[Quoted passage]
↓
Larrabee at GDC 09

Ailuros · Apr 2, 2009

trinibwoy said:
I'm really curious to see how/if LRB scales downward. With all the talk of doing rasterization and triangle setup in software that's gotta slow things down tremendously when the architecture is stripped down to an entry level configuration. I'm assuming that those fixed function bits don't scale much in either direction in current GPU families.

When you say downwards do you mean something like SoC level for notebook markets or even small form factor markets like mobile/PDA/handheld?

If yes then I'd imagine that the power portofolio of the current archictecture would make it extremely difficult to think of such opportunities.

Jawed · Apr 2, 2009

trinibwoy said:
I'm really curious to see how/if LRB scales downward. With all the talk of doing rasterization and triangle setup in software that's gotta slow things down tremendously when the architecture is stripped down to an entry level configuration. I'm assuming that those fixed function bits don't scale much in either direction in current GPU families.

Slower GPUs, at lower resolution, will have less pixels to rasterise

Also their rasterisation technique, which hierarchically tile-searches for tiles that are fully enclosed by triangles (progressively smaller and smaller tiles in each iteration) - and then handles the straggly edge pixels as a "special case" once down to 4x4 areas of pixels (or MSAA samples), is highly parallelisable in the first phase. The straggly pixels/samples phase costs relatively little, so I really don't see this as a problem.

I suspect Larrabee could be some medium-sized die (200mm2 ish) that's solely speed-binned - perhaps with some memory-interface binning in the same way that NVidia bins for memory interface.

There may not be much speed-binning though as Intel repeatedly claims that they're aiming for the process-clocks sweetspot, which appears to be somewhere in the 1 to 2GHz region. I wonder if Atom clock speeds are a clue here?

Jawed

bowman · Apr 2, 2009

I'm wondering if the low clocks are a conscious choice or simply a hard limit they encountered on the first chips.

If it's just for performance per watt considerations I wonder how much headroom there is for those of us who couldn't care less about power and heat concerns.

crystall · Apr 2, 2009

Nick said:
Why? It simply rebalances itself. There are no bottlenecks, just hotspots. As long as there is very high utilization of the cores, that's more optimal than a GPU (where it's either a bottleneck or wasted silicon - often both).

That's true but from Abrash's slides I believe we'll be a bit underwhelmed by this ability, see slide 114 for example (he's talking about rasterization):

"Will still not match dedicated hardware peak rates per square millimeter on average"

That doesn't bode well from a performance POV because it means that when all of Larrabee ALU resources are dedicated to rasterization alone it still cannot match the RBEs of current GPUs.

Another thing which bugs me as far as rasterization goes is MSAA. I really believe that Larrabee should employ different AA techinques compared to the GPUs because they are not going to work very well. Take for example the Starcraft II paper as that's probably the kind of code that Larrabee will need to run.
↑
[Data block]
↓
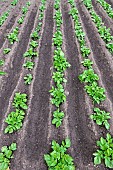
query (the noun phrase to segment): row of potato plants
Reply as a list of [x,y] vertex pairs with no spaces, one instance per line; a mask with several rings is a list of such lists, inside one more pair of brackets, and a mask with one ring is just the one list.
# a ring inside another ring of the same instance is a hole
↑
[Set tasks]
1 > Answer these questions about the Larrabee thread, one per line:
(a) Once down to what size of pixel area does the rasterization technique handle the edge pixels as a special case?
(b) In what clock region does Intel's process-clocks sweet spot appear to lie?
(c) Which slide of Abrash's does crystall cite?
2 > In the Larrabee thread, retype the part that opens with the words containing "Slower GPUs, at" and closes with "as a problem.".
3 > Recast the paragraph of the Larrabee thread beginning "Also their rasterisation technique" as a short list that keeps its main facts.
The lines have no role here.

[Responses in order]
1 >
(a) 4x4 areas of pixels (or MSAA samples)
(b) Somewhere in the 1 to 2GHz region
(c) Slide 114

2 >
Slower GPUs, at lower resolution, will have less pixels to rasterise

Also their rasterisation technique, which hierarchically tile-searches for tiles that are fully enclosed by triangles (progressively smaller and smaller tiles in each iteration) - and then handles the straggly edge pixels as a "special case" once down to 4x4 areas of pixels (or MSAA samples), is highly parallelisable in the first phase. The straggly pixels/samples phase costs relatively little, so I really don't see this as a problem.

3 >
- The technique hierarchically searches for tiles fully enclosed by triangles, using progressively smaller tiles in each iteration.
- Once down to 4x4 areas of pixels (or MSAA samples), it handles the straggly edge pixels as a special case.
- The first phase is highly parallelizable.
- The edge-pixel phase costs relatively little, so the writer doesn't see this as a problem.